**Work task**
Produce a verbatim transcription of the records below, beginning at the line containing "armchair in the photo above. Give pixel coordinates." and ending at the final line; include only those lines.
Record excerpts START
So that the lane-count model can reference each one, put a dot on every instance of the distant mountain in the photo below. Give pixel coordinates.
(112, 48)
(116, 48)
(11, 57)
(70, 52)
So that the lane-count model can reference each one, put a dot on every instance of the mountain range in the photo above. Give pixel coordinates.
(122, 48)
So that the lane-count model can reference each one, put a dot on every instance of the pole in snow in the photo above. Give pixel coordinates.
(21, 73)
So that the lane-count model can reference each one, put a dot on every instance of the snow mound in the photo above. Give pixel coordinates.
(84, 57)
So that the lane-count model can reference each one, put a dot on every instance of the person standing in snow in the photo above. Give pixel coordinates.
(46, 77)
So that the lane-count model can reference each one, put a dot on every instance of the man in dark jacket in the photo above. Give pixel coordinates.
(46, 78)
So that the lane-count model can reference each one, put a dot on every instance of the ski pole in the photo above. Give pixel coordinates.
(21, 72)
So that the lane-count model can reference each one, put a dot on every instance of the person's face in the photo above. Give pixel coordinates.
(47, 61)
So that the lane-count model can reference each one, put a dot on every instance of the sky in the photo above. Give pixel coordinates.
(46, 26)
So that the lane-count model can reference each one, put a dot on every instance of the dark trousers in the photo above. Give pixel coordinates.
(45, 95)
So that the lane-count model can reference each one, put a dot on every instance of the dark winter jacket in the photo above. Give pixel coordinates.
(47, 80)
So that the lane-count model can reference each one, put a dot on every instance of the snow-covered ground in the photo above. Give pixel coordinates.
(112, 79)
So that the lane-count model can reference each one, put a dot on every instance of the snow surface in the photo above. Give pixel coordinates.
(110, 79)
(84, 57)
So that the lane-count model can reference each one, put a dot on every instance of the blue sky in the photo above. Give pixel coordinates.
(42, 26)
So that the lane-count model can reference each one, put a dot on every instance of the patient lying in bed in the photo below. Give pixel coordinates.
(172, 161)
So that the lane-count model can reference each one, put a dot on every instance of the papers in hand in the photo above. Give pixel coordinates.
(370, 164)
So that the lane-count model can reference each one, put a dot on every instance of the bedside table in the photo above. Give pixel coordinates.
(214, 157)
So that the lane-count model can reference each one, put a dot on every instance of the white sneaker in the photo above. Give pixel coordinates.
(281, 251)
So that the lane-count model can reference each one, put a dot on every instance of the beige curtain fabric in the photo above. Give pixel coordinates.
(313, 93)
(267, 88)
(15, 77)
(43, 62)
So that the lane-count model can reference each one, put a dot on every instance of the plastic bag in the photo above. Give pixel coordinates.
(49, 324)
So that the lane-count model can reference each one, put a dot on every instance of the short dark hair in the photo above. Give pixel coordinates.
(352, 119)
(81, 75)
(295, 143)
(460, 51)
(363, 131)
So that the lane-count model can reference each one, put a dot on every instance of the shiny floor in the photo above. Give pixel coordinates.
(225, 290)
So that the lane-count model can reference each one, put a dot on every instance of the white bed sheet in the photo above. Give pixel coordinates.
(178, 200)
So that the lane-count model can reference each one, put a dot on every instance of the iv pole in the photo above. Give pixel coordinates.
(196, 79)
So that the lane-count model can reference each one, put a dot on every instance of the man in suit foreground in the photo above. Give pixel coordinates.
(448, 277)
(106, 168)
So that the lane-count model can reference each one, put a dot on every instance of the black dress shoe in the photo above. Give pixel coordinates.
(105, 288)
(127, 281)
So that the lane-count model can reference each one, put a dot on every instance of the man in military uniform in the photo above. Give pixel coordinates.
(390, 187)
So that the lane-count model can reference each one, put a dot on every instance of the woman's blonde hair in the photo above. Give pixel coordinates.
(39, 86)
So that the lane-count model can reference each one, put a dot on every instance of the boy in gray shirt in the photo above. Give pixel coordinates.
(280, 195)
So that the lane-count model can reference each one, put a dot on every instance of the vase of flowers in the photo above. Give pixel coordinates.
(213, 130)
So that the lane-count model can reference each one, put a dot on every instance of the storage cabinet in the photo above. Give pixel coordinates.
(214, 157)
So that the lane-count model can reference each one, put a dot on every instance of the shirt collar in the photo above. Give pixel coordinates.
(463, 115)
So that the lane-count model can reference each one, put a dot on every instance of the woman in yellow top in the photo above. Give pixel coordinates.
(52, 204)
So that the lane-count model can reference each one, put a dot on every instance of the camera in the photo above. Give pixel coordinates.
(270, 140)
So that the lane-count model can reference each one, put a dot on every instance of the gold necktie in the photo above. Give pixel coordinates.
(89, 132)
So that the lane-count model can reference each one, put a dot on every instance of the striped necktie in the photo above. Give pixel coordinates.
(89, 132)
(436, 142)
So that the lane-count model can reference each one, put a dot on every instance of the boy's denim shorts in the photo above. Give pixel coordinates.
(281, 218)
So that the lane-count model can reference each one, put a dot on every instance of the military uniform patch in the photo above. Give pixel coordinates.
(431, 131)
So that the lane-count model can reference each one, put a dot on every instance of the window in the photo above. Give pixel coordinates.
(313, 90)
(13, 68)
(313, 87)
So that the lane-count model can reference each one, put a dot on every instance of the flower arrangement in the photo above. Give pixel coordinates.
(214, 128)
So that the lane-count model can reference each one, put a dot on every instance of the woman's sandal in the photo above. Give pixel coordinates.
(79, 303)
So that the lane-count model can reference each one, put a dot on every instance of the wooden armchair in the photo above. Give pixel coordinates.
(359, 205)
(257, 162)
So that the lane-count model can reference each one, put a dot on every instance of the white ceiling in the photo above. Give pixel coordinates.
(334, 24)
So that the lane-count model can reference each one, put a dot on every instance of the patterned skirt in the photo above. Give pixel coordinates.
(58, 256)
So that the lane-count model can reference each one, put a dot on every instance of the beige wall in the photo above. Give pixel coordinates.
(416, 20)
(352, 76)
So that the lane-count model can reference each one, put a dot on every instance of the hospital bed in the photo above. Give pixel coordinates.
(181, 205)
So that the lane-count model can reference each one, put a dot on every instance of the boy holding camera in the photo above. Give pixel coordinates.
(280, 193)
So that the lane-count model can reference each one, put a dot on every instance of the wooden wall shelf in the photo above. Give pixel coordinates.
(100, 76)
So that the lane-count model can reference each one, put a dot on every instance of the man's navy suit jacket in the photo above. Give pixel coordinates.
Record excerpts END
**Output for this exercise**
So that the lane-count model can reference each one, put a dot on every instance of the wooden armchair in the photo above. Give pixel coordinates.
(359, 205)
(257, 162)
So that the lane-count model can reference each one, put a dot on every instance of the white ceiling in the photo above. Give pixel coordinates.
(334, 24)
So that the lane-count model can reference each one, put a dot on every instance of the patterned skirt in the photo above. Give pixel coordinates.
(58, 256)
So that the lane-count model can reference each one, put a dot on every instance of the beige wall in the photo above. Give pixel coordinates.
(416, 20)
(352, 76)
So that the lane-count model can reference each one, put a dot on every instance of the hospital bed in the photo above. Give pixel coordinates.
(181, 205)
So that the lane-count model can reference each one, put a dot on every instance of the boy holding camera in the photo above. Give pixel coordinates.
(280, 193)
So that the lane-count model can reference each one, put a dot on every instance of the wooden wall shelf in the photo above. Give pixel coordinates.
(100, 76)
So that the lane-count model can reference each one, put a dot on every instance of the man's navy suit jacket in the photo above. Give pixel coordinates.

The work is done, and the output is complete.